> Records supplied
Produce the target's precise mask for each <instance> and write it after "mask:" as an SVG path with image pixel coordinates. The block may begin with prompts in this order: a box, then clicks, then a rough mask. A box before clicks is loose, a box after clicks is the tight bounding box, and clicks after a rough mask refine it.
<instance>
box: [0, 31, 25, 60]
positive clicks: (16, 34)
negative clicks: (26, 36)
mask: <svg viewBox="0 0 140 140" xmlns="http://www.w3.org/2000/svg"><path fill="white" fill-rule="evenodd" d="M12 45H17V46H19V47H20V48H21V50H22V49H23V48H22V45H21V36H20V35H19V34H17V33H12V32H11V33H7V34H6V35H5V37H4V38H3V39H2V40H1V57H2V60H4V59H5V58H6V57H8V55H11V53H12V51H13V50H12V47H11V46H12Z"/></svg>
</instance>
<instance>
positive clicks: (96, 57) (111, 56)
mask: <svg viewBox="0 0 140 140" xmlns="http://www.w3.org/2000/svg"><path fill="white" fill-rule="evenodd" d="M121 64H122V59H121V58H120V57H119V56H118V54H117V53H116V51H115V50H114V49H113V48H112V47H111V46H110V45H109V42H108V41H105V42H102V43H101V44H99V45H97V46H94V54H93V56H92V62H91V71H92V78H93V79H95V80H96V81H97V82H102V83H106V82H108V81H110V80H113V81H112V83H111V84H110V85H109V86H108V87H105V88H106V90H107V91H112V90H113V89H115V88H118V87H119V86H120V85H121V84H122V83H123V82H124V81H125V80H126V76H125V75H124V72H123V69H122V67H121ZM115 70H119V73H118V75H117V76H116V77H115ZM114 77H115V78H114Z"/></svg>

> Description of the task
Reproduce every record above verbatim, line for line.

> Reply
Produce the target's precise mask for each <instance> and write it after "mask:" as an SVG path with image pixel coordinates. The block may begin with prompts in this order: a box, then clicks, then a rough mask. A box before clicks is loose, a box after clicks is the tight bounding box, and clicks after a rough mask refine it.
<instance>
box: [0, 31, 25, 60]
positive clicks: (16, 34)
negative clicks: (26, 36)
mask: <svg viewBox="0 0 140 140" xmlns="http://www.w3.org/2000/svg"><path fill="white" fill-rule="evenodd" d="M12 45H17V46H19V47H20V48H21V50H22V49H23V48H22V45H21V36H20V35H19V34H17V33H12V32H11V33H7V34H6V35H5V37H4V38H3V39H2V40H1V57H2V60H4V59H5V58H6V57H8V55H11V53H12V51H13V50H12V47H11V46H12Z"/></svg>
</instance>
<instance>
positive clicks: (96, 57) (111, 56)
mask: <svg viewBox="0 0 140 140" xmlns="http://www.w3.org/2000/svg"><path fill="white" fill-rule="evenodd" d="M121 64H122V59H121V58H120V57H119V56H118V54H117V53H116V51H115V50H114V49H113V48H112V47H111V46H110V45H109V42H108V41H105V42H102V43H101V44H99V45H97V46H94V54H93V56H92V62H91V71H92V78H93V79H95V80H96V81H97V82H102V83H106V82H108V81H110V80H113V81H112V83H111V84H110V85H109V86H108V87H105V88H106V90H107V91H112V90H113V89H115V88H118V87H119V86H120V85H121V84H122V83H123V82H124V81H125V80H126V76H125V75H124V72H123V69H122V67H121ZM115 70H119V73H118V75H117V76H116V77H115ZM114 77H115V78H114Z"/></svg>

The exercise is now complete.